■ **Required task**
Reproduce every line of the records below, requests included, without the pictures. Multiply each coordinate in the answers by 1.8 and round to the nearest whole number, with halves going up.
>> start Listing
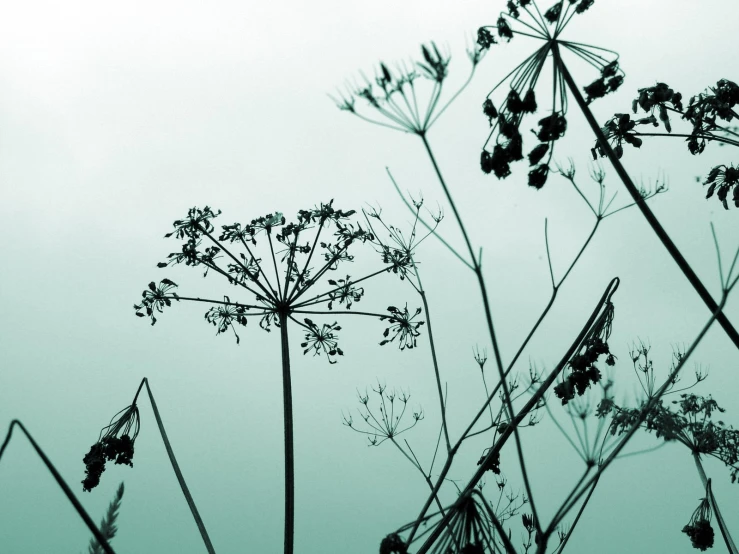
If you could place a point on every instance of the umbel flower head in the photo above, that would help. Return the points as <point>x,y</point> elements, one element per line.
<point>583,371</point>
<point>394,98</point>
<point>709,115</point>
<point>504,144</point>
<point>297,258</point>
<point>115,443</point>
<point>699,527</point>
<point>690,421</point>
>> end Listing
■ **Answer to the task**
If you could place a point on every instance of the umbel flower head in the photo above, that would help. Return the points as <point>x,y</point> elements, one element per line.
<point>1049,668</point>
<point>709,176</point>
<point>1276,207</point>
<point>907,259</point>
<point>535,464</point>
<point>207,797</point>
<point>1258,949</point>
<point>1242,758</point>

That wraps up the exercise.